>> start
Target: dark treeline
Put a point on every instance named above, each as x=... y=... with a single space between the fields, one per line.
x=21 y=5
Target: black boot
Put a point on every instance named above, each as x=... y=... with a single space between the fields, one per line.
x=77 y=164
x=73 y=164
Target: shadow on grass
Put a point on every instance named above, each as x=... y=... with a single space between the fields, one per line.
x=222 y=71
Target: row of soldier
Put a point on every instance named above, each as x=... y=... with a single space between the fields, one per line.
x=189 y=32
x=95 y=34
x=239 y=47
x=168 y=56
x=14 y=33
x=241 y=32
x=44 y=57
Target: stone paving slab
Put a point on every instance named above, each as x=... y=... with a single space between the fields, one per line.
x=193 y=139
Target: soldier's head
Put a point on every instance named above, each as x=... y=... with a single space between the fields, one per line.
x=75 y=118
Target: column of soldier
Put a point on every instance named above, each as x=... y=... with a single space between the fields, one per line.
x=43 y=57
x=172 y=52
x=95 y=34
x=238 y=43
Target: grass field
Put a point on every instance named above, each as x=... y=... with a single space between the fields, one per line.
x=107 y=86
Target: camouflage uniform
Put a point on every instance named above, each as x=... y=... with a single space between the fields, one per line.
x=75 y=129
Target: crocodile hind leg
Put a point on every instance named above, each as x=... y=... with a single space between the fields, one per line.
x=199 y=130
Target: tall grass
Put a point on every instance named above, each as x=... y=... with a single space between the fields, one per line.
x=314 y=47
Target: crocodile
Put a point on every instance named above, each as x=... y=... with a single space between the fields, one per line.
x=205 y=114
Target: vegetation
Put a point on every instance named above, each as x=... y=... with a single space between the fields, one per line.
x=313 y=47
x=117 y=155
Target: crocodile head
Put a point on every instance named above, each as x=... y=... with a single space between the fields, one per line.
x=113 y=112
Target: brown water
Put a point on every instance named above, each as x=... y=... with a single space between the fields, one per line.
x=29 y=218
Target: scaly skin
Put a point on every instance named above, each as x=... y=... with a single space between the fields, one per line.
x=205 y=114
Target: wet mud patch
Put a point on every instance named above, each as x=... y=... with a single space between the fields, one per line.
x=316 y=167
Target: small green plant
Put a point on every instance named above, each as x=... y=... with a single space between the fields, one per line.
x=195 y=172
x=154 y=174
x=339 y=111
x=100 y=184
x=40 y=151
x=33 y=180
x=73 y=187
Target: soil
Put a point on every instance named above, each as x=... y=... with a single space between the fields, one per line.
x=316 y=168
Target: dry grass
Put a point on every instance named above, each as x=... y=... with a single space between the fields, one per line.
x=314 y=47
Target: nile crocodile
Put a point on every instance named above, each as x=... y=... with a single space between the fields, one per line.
>> end
#### Exercise objective:
Turn every line of the rows above into a JSON list of strings, with one string per line and no blank lines.

#### Right answer:
[
  "Target: dark treeline",
  "Put a point on every instance named above, each as x=... y=... with a single space between the fields, one per line.",
  "x=21 y=5",
  "Target: black boot",
  "Put a point on every instance named above, each as x=... y=... with a single space between the fields, one per line.",
  "x=77 y=164",
  "x=73 y=164",
  "Target: shadow on grass",
  "Put a point on every instance named above, each as x=... y=... with a single space between the fields, one per line.",
  "x=222 y=71",
  "Target: row of soldier",
  "Put a point on every instance named above, each as x=... y=... with a single space between the fields, one per line.",
  "x=189 y=32",
  "x=95 y=34",
  "x=239 y=47",
  "x=168 y=56",
  "x=14 y=33",
  "x=241 y=32",
  "x=44 y=57",
  "Target: stone paving slab",
  "Put a point on every instance named above, each as x=... y=... with a single space between the fields, one per line.",
  "x=193 y=139",
  "Target: soldier's head",
  "Put a point on every instance named above, each as x=... y=... with a single space between the fields, one per line.",
  "x=75 y=118",
  "Target: column of soldier",
  "Put a point on every instance named above, each as x=... y=... with a single space between the fields, one per line.",
  "x=43 y=57",
  "x=172 y=52",
  "x=95 y=34",
  "x=238 y=43",
  "Target: grass field",
  "Put a point on every instance named above, each as x=... y=... with a single space between the fields, one per line.",
  "x=107 y=86",
  "Target: camouflage uniform",
  "Put a point on every instance named above, each as x=... y=... with a single space between the fields, one per line.",
  "x=75 y=129",
  "Target: crocodile hind leg",
  "Put a point on every instance named above, each as x=... y=... with a single space between the fields, one per line.",
  "x=199 y=130",
  "Target: tall grass",
  "Put a point on every instance named above, each as x=... y=... with a single space between the fields, one per line.",
  "x=314 y=47",
  "Target: crocodile",
  "Put a point on every instance named above, each as x=... y=... with a single space between the fields, one per line.",
  "x=205 y=114",
  "Target: vegetation",
  "Put a point on every instance named above, each as x=... y=... with a single space between the fields, one per line.",
  "x=313 y=47",
  "x=117 y=155",
  "Target: crocodile head",
  "Put a point on every instance named above, each as x=... y=... with a single space between the fields, one per line.",
  "x=113 y=112",
  "Target: brown water",
  "Put a point on every instance named above, each as x=... y=... with a single space between the fields, one per line.",
  "x=29 y=218",
  "Target: scaly skin",
  "Put a point on every instance named above, each as x=... y=... with a single space between the fields, one per line.",
  "x=205 y=114",
  "Target: wet mud patch",
  "Put a point on every instance named above, each as x=... y=... with a single space between the fields, one per line.",
  "x=316 y=167",
  "Target: small green plant",
  "Put a point on every instance named above, each as x=... y=... with a single space between the fields, one per line.",
  "x=195 y=172",
  "x=154 y=174",
  "x=339 y=111",
  "x=100 y=184",
  "x=40 y=151",
  "x=33 y=180",
  "x=73 y=187",
  "Target: soil",
  "Put a point on every instance named above, each as x=... y=... with a single space between the fields, one per line.",
  "x=316 y=168",
  "Target: dry grass",
  "Put a point on every instance named above, each as x=... y=... with a single space between the fields, one per line.",
  "x=314 y=47",
  "Target: nile crocodile",
  "Put a point on every instance named above, each as x=... y=... with a single space between the fields, one per line."
]